## start SUPPLIED TEXT

# Lots of free dogs, CAUTION!



## JuliaH (Feb 7, 2012)

Here is what happens folks, if your dog or puppy winds up in the wrong place!! This is one of mine. I spent about 12 hours on the road yesterday getting him home and he will not leave again until I am sure of his situation. 

A bird dog, high energy, good personality, all the stuff a person would want.... ruined by moving from home to home... and the last person who had him was not good, as you can see. Things can and do go downhill at times. 

When any dog leaves my care, the new owner is assured I will and can take it back if they cannot keep it... this one got into the wrong hands thru a change in ownership that the owner thought would be a good one... 

I am just saying please be careful. It will take a good bit of time and work to get this one straightened out, but he is young and time and good food and handling will take care of this. What about the older dogs?  What about a beloved family pet that must be rehomed?  

Julia


----------



## shakey gizzard (Feb 7, 2012)

Sad!


----------



## JuliaH (Feb 7, 2012)

It is sad. This one will be okay with some time and good groceries, but it is a real and present danger....


----------



## pine nut (Feb 7, 2012)

Glad you got him or her back!  Some people are sickening!


----------



## JuliaH (Feb 7, 2012)

It's him.... thankful for a tenderhearted lady who had the presence of mind to try to contact the breeder (me) and the ability to get him home. 

Can you imagine if this had happened to an old dog?  This youngster has some real issues with his system and eating right now, and will need a good deworming. Scared to give him a drontal yet so waiting till he puts on a few more pounds...

I hope his confidence comes back soon too. Right now he is really unsure of himself. 

Julia


----------



## JustUs4All (Feb 7, 2012)

That is a sad situation.  For those who must re-home a dog, please take a look at the rescue groups.  Some are breed specific and some are all breed.  Most of them are very conscientious about the ultimate welfare of the dogs. If your situation is a fit with their program the dog will be well taken care of.


----------



## Russdaddy (Feb 7, 2012)

I had a similar experience with a "friend" who wanted a dog of mine. I had to repot the dog when i found him tied to chain, infested w/ fleas , and no water within reach of chain. Needless to say it ended a freindship on a sour note


----------



## JuliaH (Feb 7, 2012)

I am not a fan of many rescue groups. Some I believe in and would support. But as a breeder, I feel it is my responsibility to look after the welfare of my pups. Anything less puts me in a category I don't fit or like. 

So this pup will not go to rescue. I will support him and give him what he needs. Then I will rehome him so that I know where he is and how he is doing 

The purpose of this thread is to give folks who may not have seen what can happen a heads-up while they are giving dogs away. This is one of only a few of my pups that have been given away, and this is the only case I have become aware of from my own efforts. 

I guess even with, or maybe especially with, animals the old easy come easy go adage comes into play.... 

Pups don't need to happen with mixed breed dogs and pups don't need to happen unless you are serious about what you do (this goes for all of us including me) because sometimes something happens and you have to spend time, money, resources to help one...

Julia


----------



## Jim P (Feb 7, 2012)

Julia I'm glad you got him back, the person who got him from you should see the picture of the pup when you got him back.


----------



## JuliaH (Feb 7, 2012)

## end SUPPLIED TEXT
## start MATERIAL SUPPLIED

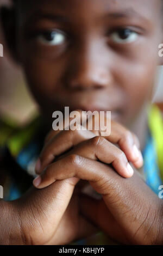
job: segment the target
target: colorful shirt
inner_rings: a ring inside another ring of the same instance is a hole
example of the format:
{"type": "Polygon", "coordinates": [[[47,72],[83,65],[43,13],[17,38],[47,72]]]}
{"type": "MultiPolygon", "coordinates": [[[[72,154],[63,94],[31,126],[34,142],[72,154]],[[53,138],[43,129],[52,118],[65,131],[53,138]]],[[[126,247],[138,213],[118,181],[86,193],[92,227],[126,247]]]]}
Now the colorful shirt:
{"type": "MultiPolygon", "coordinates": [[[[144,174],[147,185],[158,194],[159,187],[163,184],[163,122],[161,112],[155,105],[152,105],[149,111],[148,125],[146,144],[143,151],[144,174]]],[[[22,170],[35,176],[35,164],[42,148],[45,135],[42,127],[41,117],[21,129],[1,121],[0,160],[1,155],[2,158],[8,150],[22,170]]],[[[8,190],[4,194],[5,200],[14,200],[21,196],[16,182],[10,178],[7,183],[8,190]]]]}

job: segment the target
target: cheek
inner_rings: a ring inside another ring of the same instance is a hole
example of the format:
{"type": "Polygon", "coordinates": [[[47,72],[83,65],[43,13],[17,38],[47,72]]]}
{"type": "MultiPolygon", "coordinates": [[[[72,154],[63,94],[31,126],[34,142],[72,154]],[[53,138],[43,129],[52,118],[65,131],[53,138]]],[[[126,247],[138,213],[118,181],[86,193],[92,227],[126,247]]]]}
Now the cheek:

## end MATERIAL SUPPLIED

GOAL 1:
From the thread about free dogs, list the usernames of every poster other than JuliaH.
GOAL 2:
Render as a Markdown table with the columns Row No. and Line the part of the rows that opens at their first line and closes with the line containing "Now the colorful". Leave out blank lines and the pictures.

TASK ANSWER 1:
shakey gizzard, pine nut, JustUs4All, Russdaddy, Jim P

TASK ANSWER 2:
| Row No. | Line |
|---|---|
| 1 | job: segment the target |
| 2 | target: colorful shirt |
| 3 | inner_rings: a ring inside another ring of the same instance is a hole |
| 4 | example of the format: |
| 5 | {"type": "Polygon", "coordinates": [[[47,72],[83,65],[43,13],[17,38],[47,72]]]} |
| 6 | {"type": "MultiPolygon", "coordinates": [[[[72,154],[63,94],[31,126],[34,142],[72,154]],[[53,138],[43,129],[52,118],[65,131],[53,138]]],[[[126,247],[138,213],[118,181],[86,193],[92,227],[126,247]]]]} |
| 7 | Now the colorful shirt: |